- [TASK]:
State how many lines of the data below hold the string "photograph", giving nothing but the number.

(SOURCE RECORDS begins)

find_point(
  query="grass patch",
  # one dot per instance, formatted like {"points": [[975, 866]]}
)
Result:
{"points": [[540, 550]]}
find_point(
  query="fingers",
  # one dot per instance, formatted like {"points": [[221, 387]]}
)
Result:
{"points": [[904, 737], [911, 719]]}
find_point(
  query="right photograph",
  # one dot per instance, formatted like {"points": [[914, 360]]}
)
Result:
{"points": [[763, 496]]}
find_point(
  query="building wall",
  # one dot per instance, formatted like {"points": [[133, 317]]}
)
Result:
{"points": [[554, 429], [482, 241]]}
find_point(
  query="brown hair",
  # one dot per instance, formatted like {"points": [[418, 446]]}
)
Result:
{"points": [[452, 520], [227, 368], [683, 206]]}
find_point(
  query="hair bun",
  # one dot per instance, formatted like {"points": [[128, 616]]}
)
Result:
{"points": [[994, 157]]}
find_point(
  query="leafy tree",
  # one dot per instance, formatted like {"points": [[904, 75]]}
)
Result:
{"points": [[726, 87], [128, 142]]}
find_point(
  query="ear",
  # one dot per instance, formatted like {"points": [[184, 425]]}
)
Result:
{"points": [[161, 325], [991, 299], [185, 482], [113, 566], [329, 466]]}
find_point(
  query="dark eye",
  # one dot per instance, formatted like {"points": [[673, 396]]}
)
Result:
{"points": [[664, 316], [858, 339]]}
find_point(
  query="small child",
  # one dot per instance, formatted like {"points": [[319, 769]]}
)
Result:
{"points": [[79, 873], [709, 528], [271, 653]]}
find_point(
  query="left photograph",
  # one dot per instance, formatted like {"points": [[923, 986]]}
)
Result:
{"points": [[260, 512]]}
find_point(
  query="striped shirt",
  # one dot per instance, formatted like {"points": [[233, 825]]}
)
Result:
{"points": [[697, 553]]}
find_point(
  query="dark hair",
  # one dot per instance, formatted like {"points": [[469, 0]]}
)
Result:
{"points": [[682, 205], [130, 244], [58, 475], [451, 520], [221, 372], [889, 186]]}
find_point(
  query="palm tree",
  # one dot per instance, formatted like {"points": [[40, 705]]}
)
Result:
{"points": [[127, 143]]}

(SOURCE RECORDS ends)

- [WORKED SOLUTION]:
2